WRITTEN INSTRUCTION:
Starting at the line containing "Exercise. Point out every instance of the cylindrical" and ending at the line containing "point(810, 374)", rewrite only those lines of the data below as a JSON list of strings. Use one string per line and leave out blank lines.

DATASET CONTENT:
▬▬▬▬▬▬▬▬▬▬

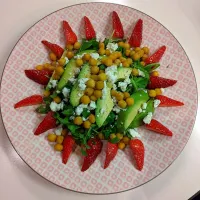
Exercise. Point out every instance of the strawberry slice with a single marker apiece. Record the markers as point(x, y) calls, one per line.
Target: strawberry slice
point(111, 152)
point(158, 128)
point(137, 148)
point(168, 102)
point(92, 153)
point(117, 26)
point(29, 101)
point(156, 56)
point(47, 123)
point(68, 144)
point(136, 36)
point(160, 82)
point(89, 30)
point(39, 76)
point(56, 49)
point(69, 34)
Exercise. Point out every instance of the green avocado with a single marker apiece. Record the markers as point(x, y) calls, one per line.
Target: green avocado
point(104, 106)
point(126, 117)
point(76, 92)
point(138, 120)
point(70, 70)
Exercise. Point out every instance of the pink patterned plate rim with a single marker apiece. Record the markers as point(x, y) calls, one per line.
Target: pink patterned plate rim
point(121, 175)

▬▬▬▬▬▬▬▬▬▬

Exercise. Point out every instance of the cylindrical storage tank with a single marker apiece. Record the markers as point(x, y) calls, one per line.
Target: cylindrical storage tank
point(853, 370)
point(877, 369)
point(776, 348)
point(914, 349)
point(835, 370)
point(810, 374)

▬▬▬▬▬▬▬▬▬▬

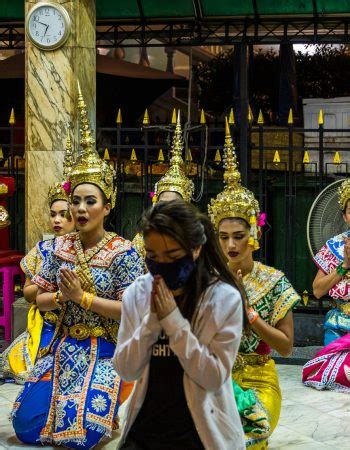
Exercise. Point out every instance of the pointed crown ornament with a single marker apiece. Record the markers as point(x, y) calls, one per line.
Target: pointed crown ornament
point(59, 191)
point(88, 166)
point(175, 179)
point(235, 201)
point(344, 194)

▬▬▬▬▬▬▬▬▬▬

RESPONSE:
[
  "Exercise. Point out every instance of the cylindrical storage tank with a single marker apiece. Record the markers as point(x, y) calls, one per line.",
  "Target: cylindrical storage tank",
  "point(853, 370)",
  "point(877, 369)",
  "point(776, 348)",
  "point(914, 349)",
  "point(835, 370)",
  "point(810, 374)"
]